▶ _PROBLEM REQUIREMENTS_
Lay out the data as a Markdown table with the columns No. and Line. Start at the line that contains "Target: man silhouette" and end with the last line of the data, giving each line its own numbered row and skipping blank lines.

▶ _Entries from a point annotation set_

-- START --

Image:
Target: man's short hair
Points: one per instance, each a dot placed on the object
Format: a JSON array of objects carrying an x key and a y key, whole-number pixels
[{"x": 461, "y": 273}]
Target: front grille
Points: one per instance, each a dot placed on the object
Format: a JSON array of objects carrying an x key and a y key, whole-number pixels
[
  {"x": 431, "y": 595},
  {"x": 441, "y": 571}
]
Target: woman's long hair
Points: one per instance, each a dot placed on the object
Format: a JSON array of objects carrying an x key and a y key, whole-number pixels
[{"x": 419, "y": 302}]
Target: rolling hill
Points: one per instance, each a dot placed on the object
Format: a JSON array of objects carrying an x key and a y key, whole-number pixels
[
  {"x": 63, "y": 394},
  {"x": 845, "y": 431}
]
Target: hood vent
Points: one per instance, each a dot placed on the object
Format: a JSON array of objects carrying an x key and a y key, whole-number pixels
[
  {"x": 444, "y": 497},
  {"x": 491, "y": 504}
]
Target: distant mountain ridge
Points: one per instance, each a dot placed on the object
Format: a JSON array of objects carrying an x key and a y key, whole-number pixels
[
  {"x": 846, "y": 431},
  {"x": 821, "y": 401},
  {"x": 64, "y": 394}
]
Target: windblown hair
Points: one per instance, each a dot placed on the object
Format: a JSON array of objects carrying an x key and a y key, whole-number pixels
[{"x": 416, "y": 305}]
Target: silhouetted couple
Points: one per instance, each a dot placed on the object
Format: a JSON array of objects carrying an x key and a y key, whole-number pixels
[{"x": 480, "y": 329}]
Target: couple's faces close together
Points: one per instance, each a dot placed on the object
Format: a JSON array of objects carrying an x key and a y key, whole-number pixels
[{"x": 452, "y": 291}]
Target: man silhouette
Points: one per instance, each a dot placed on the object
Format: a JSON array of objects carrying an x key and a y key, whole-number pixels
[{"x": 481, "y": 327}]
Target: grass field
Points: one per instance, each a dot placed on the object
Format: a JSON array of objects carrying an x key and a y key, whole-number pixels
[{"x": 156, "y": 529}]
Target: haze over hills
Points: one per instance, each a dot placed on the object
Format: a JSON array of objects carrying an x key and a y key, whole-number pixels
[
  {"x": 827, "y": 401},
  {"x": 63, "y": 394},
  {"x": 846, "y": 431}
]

-- END --

▶ _TASK SOLUTION_
| No. | Line |
|---|---|
| 1 | Target: man silhouette |
| 2 | Points: one per instance, each a dot placed on the object |
| 3 | Format: a JSON array of objects carrying an x key and a y key, whole-number pixels |
| 4 | [{"x": 481, "y": 327}] |
| 5 | Target: grass field |
| 6 | Points: one per instance, each a dot placed on the object |
| 7 | Format: a JSON array of objects carrying an x key and a y key, whole-number pixels |
| 8 | [{"x": 156, "y": 529}] |
| 9 | Target: haze over hills |
| 10 | Points: one per instance, each a dot placed on the object |
| 11 | Format: a JSON array of objects carrying an x key and a y key, whole-number pixels |
| 12 | [ |
| 13 |   {"x": 827, "y": 401}, |
| 14 |   {"x": 63, "y": 394}, |
| 15 |   {"x": 846, "y": 431} |
| 16 | ] |